* [Directions for this task]: Put the listing, from its first line up to and including the line with "point(96, 667)", into a Markdown table with the columns Row and Listing line, leaving out blank lines.

* [Material for this task]:
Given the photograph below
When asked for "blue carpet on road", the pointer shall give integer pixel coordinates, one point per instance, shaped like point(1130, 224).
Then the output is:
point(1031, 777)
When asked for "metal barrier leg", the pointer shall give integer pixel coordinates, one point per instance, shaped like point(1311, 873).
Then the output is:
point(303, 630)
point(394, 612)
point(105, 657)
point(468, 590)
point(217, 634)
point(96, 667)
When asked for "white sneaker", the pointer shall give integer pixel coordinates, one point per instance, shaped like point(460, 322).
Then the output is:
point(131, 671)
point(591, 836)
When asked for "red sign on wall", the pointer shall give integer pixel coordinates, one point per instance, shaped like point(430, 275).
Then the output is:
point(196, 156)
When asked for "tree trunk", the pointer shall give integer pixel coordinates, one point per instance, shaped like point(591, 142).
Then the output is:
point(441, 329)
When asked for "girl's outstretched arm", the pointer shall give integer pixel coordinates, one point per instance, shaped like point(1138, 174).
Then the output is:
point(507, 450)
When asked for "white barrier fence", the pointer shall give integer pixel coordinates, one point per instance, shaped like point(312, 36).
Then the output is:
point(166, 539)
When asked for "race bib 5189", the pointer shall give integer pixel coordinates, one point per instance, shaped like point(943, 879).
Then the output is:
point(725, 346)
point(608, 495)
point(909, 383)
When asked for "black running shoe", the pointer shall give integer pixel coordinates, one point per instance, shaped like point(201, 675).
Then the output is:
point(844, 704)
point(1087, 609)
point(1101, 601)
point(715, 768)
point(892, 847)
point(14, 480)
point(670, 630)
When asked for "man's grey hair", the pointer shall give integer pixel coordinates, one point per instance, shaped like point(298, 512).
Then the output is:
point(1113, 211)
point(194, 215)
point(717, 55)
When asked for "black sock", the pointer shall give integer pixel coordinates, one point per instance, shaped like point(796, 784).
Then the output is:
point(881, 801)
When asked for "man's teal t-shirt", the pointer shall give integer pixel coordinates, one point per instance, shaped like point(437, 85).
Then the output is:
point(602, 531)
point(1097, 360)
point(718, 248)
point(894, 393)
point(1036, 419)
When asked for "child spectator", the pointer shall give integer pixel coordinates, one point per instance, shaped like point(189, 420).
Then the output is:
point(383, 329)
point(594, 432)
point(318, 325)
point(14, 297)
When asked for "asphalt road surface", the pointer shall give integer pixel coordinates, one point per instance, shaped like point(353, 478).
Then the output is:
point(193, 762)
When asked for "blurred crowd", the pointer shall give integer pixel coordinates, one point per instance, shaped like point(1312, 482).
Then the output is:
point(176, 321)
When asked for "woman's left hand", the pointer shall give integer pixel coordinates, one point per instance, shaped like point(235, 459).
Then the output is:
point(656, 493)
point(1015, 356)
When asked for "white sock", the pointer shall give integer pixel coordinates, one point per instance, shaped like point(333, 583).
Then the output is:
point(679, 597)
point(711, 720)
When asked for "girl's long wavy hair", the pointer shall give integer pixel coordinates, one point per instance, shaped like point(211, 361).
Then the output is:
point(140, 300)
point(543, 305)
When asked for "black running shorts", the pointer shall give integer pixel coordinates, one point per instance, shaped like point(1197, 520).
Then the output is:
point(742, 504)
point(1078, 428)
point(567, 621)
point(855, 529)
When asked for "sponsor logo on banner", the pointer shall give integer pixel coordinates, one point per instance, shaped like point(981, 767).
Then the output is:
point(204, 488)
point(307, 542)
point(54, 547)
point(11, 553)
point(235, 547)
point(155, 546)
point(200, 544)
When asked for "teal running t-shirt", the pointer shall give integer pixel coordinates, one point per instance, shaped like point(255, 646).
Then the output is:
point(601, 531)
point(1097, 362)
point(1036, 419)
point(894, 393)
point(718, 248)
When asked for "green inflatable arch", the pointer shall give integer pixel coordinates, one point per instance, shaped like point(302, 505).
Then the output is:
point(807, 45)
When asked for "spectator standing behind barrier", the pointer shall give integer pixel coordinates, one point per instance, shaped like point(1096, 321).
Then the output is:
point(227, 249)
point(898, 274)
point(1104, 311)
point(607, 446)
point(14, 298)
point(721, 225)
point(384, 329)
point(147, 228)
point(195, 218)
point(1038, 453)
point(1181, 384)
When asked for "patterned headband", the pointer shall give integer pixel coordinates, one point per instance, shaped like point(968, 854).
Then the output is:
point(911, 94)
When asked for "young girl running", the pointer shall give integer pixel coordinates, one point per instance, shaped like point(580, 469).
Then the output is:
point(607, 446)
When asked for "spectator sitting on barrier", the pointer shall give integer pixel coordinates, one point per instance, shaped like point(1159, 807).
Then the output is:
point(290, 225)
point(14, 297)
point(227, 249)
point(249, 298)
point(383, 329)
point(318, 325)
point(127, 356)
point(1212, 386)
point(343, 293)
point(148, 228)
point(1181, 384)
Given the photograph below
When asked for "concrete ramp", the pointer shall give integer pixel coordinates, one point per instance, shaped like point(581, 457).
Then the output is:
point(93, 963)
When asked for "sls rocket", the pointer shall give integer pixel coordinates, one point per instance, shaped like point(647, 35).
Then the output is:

* [Exercise result]:
| Row | Listing line |
|---|---|
| 1 | Given the photograph below |
| 2 | When asked for "blue carpet on road", the pointer shall give integer pixel coordinates, one point per instance, shaped like point(1130, 224). |
| 3 | Then the output is: |
| 4 | point(1031, 777) |
| 5 | When asked for "metal barrier leg", the pointer shall give integer pixel coordinates, one point per instance, shaped like point(1311, 873). |
| 6 | Then the output is: |
| 7 | point(303, 630) |
| 8 | point(394, 612) |
| 9 | point(105, 657) |
| 10 | point(468, 590) |
| 11 | point(217, 634) |
| 12 | point(96, 667) |